● EXERCISE
The entries that follow include a run beginning at the line with "Please locate the meadow" and ending at the line with "Please locate the poppy"; restate that run word for word and leave the rest out.

● EXERCISE DATA
»»
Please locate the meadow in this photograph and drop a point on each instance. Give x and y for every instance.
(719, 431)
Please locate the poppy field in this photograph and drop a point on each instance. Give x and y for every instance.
««
»»
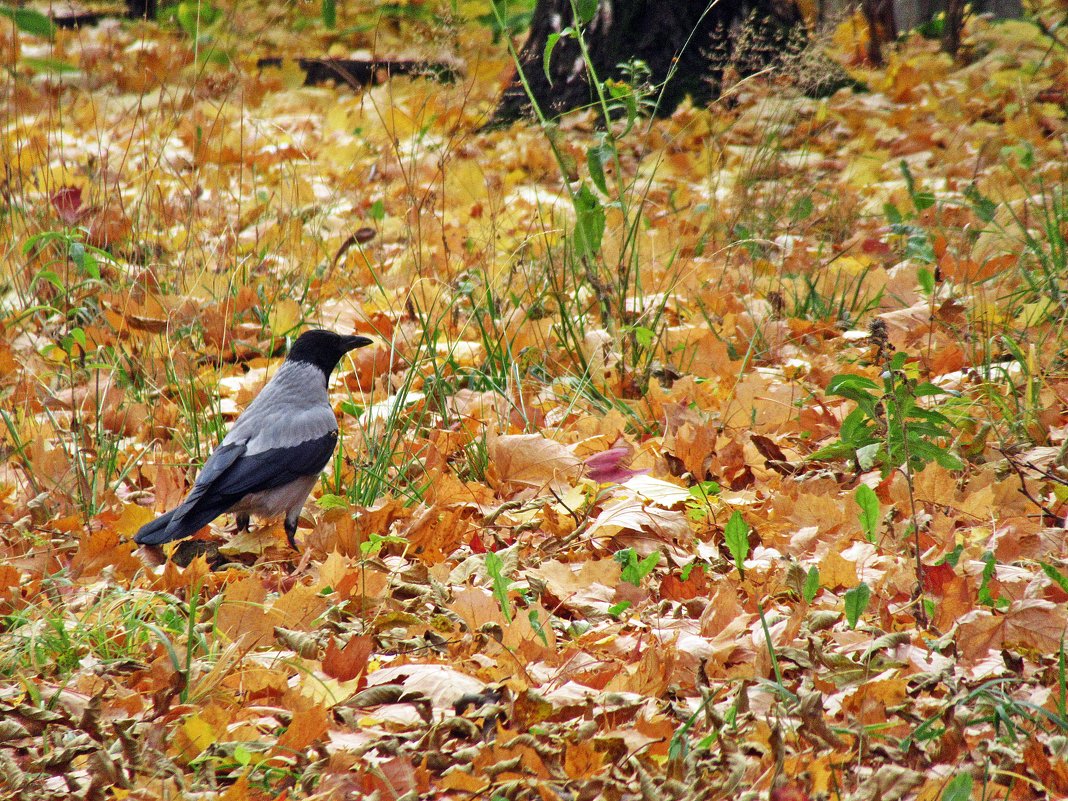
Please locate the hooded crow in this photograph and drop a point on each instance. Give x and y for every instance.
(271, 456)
««
»»
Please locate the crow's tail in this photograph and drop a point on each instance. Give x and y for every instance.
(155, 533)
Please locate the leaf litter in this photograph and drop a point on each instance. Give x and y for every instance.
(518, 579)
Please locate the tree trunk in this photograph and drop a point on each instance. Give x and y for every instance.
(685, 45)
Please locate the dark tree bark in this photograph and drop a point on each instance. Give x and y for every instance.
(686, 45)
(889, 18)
««
● REPLY
Please locate the meadow in this photograph and drop a point on each instance. Give x and y for every instance.
(719, 431)
Please locate the poppy field in this photograph and drop a point on each instance. Give x and y for every instance.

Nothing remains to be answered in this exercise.